Serie A: Ronaldo kontra Immobile - kto okaże się lepszy?
Gabriele Barberis/Wikimedia Commons/CC 3.0

Serie A: Ronaldo kontra Immobile - kto okaże się lepszy?

  • Dodał: Izabela Szukowska
  • Data publikacji: 06.03.2021, 11:40

Na sobotni wieczór zaplanowano włoski pojedynek pomiędzy Juventusem a S.S. Lazio. Drużyny zmierzą się na stadionie w Turynie. Obie ekipy mają własne kłopoty i rozterki, ale i cele, po które zapragną sięgnąć. 

 

Stara Dama zajmuje trzecią lokatę w Serie A, tracąc do lidera, Interu Mediolan, 10 punktów. Podopieczni Antonio Conte nie litują się nad swoimi przeciwnikami, zgarniając komplet oczek w każdym meczu ligowym. Zespół Bianconerich jest jednak zmotywowany i zapowiada walkę, dopóki istnieją matematyczne szanse, by sięgnąć po Scudetto. Nie ma miejsca na margines błędu - gospodarze potrzebują trzech punktów, by zbliżyć się do rozpędzonych Nerazzurrich. Ich oponenci z kolei, będący siódmi we włoskiej ekstraklasie, wciąż biorą udział w wyścigu o Ligę Mistrzów i ogłaszają równy pojedynek na Allianz Stadium. Ostatnie spotkanie ekip w rundzie jesiennej przyniosło remis - 1:1.

■ Dostarczone dane:

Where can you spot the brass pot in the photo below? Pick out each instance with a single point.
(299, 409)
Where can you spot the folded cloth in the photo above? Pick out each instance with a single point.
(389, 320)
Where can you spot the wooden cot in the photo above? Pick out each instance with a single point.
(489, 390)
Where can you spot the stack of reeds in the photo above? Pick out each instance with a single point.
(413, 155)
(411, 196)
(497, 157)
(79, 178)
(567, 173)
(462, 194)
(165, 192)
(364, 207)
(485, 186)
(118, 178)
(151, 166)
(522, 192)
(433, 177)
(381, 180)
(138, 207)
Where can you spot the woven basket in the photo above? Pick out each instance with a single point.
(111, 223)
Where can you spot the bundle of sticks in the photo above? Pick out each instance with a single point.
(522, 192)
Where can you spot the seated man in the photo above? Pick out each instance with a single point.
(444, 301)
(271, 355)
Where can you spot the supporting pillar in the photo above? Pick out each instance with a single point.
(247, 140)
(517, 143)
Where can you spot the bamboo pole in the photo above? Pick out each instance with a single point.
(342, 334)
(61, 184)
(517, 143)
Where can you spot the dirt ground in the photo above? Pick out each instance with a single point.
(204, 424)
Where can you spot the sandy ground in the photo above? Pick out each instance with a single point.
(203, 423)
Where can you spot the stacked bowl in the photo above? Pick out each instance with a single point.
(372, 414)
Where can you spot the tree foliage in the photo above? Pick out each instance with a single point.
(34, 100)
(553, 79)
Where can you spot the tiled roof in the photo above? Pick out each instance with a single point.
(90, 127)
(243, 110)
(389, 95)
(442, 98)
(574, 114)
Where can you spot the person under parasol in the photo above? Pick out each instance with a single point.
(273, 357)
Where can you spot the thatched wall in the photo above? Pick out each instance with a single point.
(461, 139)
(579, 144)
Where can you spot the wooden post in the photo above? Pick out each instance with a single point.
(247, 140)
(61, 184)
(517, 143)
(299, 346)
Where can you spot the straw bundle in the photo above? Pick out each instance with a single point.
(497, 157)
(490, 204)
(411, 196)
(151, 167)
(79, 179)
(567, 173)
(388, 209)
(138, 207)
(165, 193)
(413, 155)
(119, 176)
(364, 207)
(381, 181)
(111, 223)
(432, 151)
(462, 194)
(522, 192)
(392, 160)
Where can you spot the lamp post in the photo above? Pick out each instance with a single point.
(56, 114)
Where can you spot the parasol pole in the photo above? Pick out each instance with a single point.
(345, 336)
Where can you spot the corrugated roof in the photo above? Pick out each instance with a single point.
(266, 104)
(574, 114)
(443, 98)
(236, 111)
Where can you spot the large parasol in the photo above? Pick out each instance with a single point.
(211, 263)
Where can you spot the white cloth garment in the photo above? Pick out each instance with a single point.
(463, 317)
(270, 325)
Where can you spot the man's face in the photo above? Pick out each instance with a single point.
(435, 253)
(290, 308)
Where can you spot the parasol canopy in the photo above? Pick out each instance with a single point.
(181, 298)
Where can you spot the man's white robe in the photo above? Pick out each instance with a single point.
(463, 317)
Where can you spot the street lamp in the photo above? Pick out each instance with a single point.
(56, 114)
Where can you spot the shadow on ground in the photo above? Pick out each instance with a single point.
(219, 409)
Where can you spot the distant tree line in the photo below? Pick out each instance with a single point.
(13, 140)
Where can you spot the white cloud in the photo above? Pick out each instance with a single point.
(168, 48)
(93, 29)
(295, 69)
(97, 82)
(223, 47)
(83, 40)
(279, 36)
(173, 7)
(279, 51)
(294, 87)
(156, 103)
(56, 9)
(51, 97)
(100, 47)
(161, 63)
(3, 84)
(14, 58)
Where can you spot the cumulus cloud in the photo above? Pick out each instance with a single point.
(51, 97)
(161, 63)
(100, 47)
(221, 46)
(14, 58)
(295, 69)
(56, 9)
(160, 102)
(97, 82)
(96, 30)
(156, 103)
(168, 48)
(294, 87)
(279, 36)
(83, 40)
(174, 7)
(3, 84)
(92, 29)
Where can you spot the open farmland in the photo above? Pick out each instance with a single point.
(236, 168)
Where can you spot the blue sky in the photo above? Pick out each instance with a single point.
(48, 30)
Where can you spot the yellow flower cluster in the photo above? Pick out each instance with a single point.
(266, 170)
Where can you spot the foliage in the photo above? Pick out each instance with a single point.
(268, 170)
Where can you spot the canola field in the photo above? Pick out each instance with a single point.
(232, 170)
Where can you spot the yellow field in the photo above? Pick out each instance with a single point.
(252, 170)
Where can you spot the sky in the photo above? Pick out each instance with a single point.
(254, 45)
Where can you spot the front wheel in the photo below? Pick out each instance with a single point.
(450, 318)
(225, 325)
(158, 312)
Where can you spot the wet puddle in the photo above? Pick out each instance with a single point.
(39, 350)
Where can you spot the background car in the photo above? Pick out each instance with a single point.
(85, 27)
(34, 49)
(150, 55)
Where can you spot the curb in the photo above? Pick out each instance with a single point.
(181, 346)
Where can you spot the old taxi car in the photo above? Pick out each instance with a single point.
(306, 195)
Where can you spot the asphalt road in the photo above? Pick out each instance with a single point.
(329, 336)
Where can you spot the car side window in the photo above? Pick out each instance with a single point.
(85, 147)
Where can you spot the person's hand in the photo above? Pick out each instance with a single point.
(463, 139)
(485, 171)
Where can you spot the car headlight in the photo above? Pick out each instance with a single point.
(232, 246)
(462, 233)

==

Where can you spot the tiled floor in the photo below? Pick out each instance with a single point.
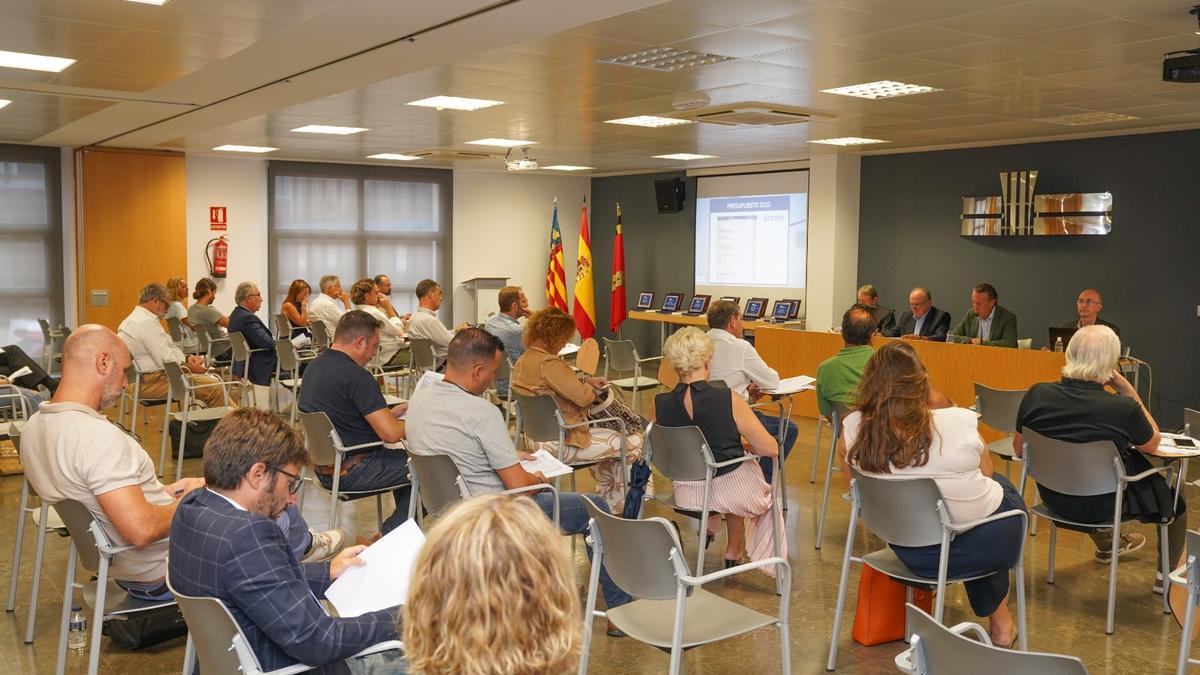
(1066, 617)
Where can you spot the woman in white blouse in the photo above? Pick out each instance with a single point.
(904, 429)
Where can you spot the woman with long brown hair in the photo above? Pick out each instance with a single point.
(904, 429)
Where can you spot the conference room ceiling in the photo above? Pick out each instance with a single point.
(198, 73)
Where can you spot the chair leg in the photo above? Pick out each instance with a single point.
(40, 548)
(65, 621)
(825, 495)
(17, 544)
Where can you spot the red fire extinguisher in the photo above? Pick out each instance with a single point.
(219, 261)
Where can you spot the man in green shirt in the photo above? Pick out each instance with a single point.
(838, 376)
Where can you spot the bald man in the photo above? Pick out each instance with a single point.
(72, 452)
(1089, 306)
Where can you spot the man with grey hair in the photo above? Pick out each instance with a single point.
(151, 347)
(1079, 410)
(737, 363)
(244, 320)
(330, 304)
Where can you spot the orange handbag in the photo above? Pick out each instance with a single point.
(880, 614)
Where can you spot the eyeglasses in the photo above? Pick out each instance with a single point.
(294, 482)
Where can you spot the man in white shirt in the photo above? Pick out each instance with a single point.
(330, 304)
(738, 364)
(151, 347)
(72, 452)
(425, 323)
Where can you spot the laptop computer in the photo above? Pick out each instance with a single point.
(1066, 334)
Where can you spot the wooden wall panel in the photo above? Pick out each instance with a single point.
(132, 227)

■ Zadania do wykonania:
**A)** Jak wyglądałby akapit z zapowiedzi meczu Juventusu z Lazio zaczynający się od słów „Stara Dama zajmuje trzecią lokatę”, przepisany w formie listy z zachowaniem jego głównych faktów?
**B)** Kontynuuj zapowiedź meczu Juventusu z Lazio, zaczynając po jej ostatnim zdaniu.

■ Oczekiwane wyniki:
**A)**
- Juventus (Stara Dama) jest trzeci w Serie A i traci 10 punktów do lidera, Interu Mediolan.
- Inter, prowadzony przez Antonio Conte, zdobywa komplet punktów w każdym meczu ligowym.
- Juventus zapowiada walkę o Scudetto, dopóki istnieją matematyczne szanse, i potrzebuje trzech punktów, by zbliżyć się do Interu.
- Lazio zajmuje siódme miejsce, wciąż walczy o Ligę Mistrzów i zapowiada wyrównany pojedynek na Allianz Stadium.
- Ostatni mecz obu drużyn w rundzie jesiennej zakończył się remisem 1:1.

**B)**
Grafik Juventusu jest bardzo napięty. W ubiegły wtorek zagrali o punkty z Spezią w ramach 25. kolejki, w sobotę czeka ich zapowiadany mecz przeciwko Lazio, natomiast tuż po weekendzie, 9 marca, postarają się odrobić straty w UEFA Champions League z FC Porto. Na domiar złego, w szeregach Starej Damy kilku piłkarzy dotknęła choroba COVID-19, innych kontuzje. Na liście nieobecnych znajduje się m.in. Rodrigo Bentancura oraz Matthijsa de Ligta. Najmocniejszym ogniwem drużyny i równocześnie najlepszym strzelcem w Serie A jest niezawodny od lat Cristiano Ronaldo. Portugalczyk ma na swoim koncie 20 celnych trafień, a także pięć goli przeciwko Lazio. Bardziej bramkostrzelny jest tylko w przypadku pojedynków z Parmą (sześć goli). Snajper nie jest oszczędzany, gdyż opuścił tylko jeden mecz od początku roku, a brak możliwości regeneracji może dotknąć nawet najbardziej doświadczonych piłkarzy. Czy i tym razem stanie na wysokości zadania?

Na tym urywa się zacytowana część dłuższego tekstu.